■ WHAT YOU HAVE TO DO ■
Write out word for word the part of the passage on the Small Business Restructure Roll-over that begins with the words containing "However, it is not" and ends with "approaching $1 billion.".

■ PASSAGE SHOWN ■
There has been some excitement and chatter generated by the recently enacted Small Business Restructure Roll-over. No doubt, taxpayers and their advisers are identifying opportunities to move to better structures from 1 July 2016, without the usual tax impediments. But care is required.

2016 Budget announcement

The Government’s 2016 Budget announcement increasing the turnover threshold for businesses to qualify as a small business from $2 million to $10 million (and ultimately to $1 billion) will attract even more attention to the roll-over.

However, it is not yet clear whether the Government intends that the increased turnover threshold will apply to the roll-over or the $2 million threshold; which is being retained for the Division 152 small business CGT concessions.

Our guess is the increased threshold will apply, at least to a point. However, it is hard to envisage it applying to a business with a turnover approaching $1 billion.

Proceed with caution

Caution is needed before embarking on a restructure. Unlike most other roll-overs, the Small Business Restructure Roll-over comes with a specific requirement that the transaction be or be part of a ‘genuine restructure of an ongoing business’.

A similar requirement was introduced when demerger tax relief was enacted back in 2002. The demerger roll-over was accompanied by amendments to the integrity rules in section 45B of the Income Tax Assessment Act 1936, designed to limit the availability of the tax relief to ‘genuine demergers’. This left SME taxpayers and their advisers scratching their heads as to what did and did not constitute a genuine demerger and caught some taxpayers out; with significant consequences.

Conscious of the difficulties facing taxpayers in applying a ‘genuine’ test, the Government inserted a safe harbour rule into the Small Business Restructure Roll-over. The rule deems the transaction to be or be part of a genuine restructure of an ongoing business if:

  • there is no change in the ultimate economic ownership of the significant business assets (excepting trading stock) for a period of 3 years after the transaction;
  • the significant assets continue to be active assets; and
  • there is no material use of the significant assets for private purposes.

While, in practice, taxpayers may plan to rely on the safe harbour rule, whether it is, in fact, available can only be measured at the expiry of the 3 year period. For instance, a taxpayer might perform a restructure intending that the business will continue to be held for at least three years, only to enter into an unforseen sale within the 3 years. In such a case, the safe harbour will not be available and the taxpayer will, instead, need to assess if the restructure met the requirements of a genuine restructure of an ongoing business.

For taxpayers who do not meet the safe harbour, the ATO has been commendably quick to market in releasing draft guidelines on what it believes constitutes a genuine restructure of an ongoing business. The ATO’s approach to determining what constitutes a genuine restructure of an ongoing business is similar to its approach to what constitutes a genuine demerger. Essentially, the restructure needs to be commercially driven rather than, say, a step in a process designed to achieve a more tax effective sale or a succession/estate planning tool.

■ MATERIAL SUPPLIED ■
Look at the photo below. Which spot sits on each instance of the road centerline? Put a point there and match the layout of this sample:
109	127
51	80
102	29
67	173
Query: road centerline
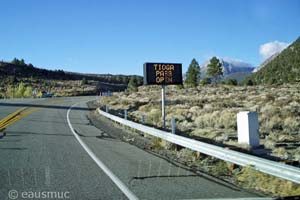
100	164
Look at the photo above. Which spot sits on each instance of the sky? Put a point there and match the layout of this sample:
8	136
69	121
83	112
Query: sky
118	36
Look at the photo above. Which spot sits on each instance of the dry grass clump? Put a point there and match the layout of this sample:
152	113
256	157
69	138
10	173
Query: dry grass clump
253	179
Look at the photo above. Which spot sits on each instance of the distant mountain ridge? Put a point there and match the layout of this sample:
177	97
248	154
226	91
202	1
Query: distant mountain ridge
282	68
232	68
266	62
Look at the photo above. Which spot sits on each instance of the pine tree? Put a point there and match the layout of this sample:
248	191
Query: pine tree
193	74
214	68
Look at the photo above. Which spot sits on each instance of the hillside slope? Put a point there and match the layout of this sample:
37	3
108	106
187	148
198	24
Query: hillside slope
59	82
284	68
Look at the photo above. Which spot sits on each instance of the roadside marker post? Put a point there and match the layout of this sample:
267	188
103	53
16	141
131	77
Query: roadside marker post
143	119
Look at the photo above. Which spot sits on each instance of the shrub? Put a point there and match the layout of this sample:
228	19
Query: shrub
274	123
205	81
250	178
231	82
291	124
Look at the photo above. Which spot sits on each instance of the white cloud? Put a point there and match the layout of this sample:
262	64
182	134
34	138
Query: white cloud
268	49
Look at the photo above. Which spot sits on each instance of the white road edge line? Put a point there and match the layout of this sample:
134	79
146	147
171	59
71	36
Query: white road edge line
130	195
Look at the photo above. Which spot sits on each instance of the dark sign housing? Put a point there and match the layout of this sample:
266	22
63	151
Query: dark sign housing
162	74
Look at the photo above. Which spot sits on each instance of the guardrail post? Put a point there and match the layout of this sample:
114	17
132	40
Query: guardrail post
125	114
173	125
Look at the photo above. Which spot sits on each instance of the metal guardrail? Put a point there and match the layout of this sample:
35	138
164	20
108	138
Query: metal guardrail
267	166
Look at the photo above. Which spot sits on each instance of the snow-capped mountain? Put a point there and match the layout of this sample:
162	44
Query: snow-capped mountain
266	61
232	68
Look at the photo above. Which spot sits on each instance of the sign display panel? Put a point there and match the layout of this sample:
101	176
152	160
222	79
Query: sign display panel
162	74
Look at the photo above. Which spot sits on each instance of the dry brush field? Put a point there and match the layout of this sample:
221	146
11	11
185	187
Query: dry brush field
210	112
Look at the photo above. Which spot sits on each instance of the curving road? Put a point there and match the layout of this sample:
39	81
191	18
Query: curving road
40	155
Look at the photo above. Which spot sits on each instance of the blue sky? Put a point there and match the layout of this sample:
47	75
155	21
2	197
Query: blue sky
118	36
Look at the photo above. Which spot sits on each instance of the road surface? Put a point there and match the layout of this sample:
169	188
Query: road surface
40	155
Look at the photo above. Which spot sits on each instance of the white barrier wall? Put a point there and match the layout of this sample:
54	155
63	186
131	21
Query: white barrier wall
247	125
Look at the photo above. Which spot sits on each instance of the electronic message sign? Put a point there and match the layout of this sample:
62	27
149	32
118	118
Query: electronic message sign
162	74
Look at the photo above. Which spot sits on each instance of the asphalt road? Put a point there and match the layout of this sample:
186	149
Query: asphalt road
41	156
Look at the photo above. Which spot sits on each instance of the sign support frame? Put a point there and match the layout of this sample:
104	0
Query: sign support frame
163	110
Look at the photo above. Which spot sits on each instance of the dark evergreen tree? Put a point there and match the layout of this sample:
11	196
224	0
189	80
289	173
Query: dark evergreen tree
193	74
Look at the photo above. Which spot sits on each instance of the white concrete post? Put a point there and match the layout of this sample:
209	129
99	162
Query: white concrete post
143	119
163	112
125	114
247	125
...
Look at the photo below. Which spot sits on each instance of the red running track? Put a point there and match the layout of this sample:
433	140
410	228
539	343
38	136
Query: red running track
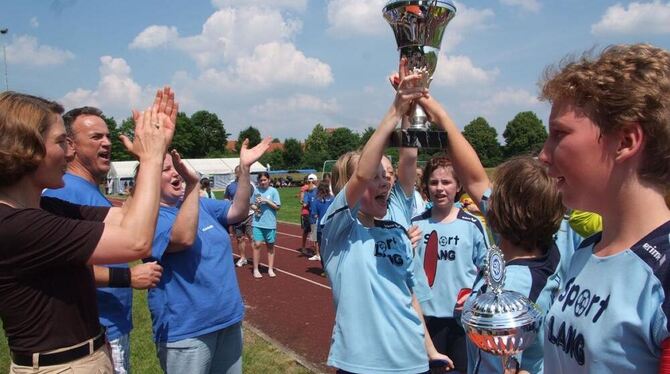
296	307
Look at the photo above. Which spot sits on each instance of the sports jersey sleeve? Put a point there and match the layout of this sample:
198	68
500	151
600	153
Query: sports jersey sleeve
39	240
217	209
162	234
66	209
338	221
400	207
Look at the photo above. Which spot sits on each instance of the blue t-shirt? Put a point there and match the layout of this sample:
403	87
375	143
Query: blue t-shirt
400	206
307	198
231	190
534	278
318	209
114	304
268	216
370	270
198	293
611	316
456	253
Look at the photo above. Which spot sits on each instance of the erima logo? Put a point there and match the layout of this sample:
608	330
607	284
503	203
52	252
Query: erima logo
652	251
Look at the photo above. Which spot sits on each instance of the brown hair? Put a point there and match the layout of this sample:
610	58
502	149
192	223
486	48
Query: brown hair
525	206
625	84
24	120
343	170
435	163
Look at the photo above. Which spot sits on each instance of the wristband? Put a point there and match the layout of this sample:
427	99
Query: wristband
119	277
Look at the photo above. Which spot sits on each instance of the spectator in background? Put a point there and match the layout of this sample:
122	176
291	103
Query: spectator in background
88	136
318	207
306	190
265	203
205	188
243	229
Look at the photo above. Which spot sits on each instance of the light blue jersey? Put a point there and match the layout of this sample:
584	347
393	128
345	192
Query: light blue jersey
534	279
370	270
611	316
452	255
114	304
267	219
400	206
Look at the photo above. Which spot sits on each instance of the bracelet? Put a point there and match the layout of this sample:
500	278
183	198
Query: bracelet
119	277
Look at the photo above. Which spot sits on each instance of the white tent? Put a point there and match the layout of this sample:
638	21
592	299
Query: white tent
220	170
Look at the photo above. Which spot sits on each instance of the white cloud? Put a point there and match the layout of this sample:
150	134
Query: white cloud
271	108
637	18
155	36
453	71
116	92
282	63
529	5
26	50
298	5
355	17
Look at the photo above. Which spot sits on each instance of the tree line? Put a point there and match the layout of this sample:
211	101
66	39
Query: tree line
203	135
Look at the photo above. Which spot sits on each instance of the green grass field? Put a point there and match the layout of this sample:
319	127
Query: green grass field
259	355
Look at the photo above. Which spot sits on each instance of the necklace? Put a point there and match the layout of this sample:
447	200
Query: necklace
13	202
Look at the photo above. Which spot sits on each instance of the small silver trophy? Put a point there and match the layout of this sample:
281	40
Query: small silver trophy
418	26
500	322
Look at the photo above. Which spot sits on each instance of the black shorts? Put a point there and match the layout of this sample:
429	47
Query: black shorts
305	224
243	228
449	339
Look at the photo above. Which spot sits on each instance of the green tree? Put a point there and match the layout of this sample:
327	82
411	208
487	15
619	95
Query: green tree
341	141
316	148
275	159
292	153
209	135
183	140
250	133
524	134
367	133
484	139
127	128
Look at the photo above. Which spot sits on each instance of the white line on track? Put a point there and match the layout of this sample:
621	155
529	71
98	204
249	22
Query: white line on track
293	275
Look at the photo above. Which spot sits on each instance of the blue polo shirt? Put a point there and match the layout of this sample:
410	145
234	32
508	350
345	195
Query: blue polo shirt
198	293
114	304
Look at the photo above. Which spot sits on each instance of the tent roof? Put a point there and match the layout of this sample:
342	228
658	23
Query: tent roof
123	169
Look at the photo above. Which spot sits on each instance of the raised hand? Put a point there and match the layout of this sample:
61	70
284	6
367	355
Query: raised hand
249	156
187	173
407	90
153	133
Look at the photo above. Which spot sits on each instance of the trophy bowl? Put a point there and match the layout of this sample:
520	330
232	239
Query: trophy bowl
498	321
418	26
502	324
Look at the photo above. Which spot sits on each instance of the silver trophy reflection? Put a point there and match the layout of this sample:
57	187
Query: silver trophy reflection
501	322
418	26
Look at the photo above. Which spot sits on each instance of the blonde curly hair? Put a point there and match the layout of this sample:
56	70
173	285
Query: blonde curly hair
...
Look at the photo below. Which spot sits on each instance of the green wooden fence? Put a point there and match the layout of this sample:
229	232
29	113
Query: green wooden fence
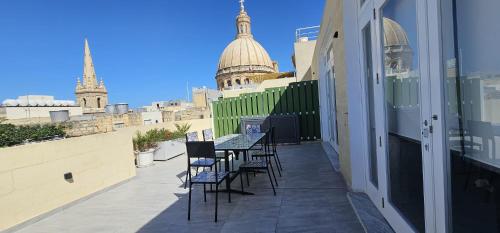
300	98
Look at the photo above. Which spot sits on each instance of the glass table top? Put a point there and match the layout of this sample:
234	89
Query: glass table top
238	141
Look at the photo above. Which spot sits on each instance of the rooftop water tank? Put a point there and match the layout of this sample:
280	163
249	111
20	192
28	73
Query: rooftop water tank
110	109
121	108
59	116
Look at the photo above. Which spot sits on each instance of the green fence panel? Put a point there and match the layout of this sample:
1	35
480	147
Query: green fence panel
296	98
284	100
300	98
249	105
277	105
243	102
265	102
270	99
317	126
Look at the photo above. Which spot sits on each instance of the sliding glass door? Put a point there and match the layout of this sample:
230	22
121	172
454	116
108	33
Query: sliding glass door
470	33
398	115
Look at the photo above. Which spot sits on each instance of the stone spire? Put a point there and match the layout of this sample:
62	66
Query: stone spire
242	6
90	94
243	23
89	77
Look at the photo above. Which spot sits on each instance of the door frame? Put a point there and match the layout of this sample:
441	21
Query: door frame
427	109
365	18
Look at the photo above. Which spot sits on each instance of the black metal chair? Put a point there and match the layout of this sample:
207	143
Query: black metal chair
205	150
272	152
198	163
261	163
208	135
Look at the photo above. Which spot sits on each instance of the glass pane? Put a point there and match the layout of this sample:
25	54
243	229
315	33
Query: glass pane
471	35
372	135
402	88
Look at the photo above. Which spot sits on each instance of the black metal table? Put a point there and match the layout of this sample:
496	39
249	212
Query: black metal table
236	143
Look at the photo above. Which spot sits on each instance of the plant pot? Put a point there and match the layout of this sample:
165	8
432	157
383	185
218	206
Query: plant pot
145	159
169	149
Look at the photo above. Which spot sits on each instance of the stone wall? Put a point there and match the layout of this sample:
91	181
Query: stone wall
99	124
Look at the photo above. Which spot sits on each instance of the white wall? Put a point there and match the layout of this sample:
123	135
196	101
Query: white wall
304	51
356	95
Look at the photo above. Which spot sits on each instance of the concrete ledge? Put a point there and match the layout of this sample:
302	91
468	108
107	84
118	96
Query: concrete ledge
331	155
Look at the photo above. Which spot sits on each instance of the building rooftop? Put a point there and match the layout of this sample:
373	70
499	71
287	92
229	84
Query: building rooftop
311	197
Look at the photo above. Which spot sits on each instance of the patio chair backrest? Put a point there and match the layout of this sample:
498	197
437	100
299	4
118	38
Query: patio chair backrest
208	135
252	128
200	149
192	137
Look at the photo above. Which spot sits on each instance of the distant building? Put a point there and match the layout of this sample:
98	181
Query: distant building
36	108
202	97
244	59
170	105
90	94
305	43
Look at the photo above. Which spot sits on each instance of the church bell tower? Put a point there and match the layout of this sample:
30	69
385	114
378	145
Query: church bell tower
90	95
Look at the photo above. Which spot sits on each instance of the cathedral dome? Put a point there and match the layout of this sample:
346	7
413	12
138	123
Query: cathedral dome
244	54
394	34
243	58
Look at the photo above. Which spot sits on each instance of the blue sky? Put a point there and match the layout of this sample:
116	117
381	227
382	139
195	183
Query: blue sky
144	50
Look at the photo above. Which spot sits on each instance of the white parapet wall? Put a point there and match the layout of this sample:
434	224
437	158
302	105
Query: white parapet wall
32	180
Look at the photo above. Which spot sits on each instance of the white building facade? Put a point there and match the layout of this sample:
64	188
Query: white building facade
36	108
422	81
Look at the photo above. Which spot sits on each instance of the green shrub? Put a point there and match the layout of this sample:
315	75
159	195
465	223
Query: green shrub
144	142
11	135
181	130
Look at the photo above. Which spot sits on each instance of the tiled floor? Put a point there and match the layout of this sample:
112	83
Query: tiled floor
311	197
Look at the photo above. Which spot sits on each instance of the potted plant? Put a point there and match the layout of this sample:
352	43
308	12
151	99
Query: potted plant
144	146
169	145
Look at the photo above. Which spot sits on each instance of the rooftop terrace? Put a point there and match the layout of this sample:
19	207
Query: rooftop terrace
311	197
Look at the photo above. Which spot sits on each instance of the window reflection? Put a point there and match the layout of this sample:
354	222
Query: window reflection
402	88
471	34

■ TASK ANSWER ■
However, it is not yet clear whether the Government intends that the increased turnover threshold will apply to the roll-over or the $2 million threshold; which is being retained for the Division 152 small business CGT concessions.

Our guess is the increased threshold will apply, at least to a point. However, it is hard to envisage it applying to a business with a turnover approaching $1 billion.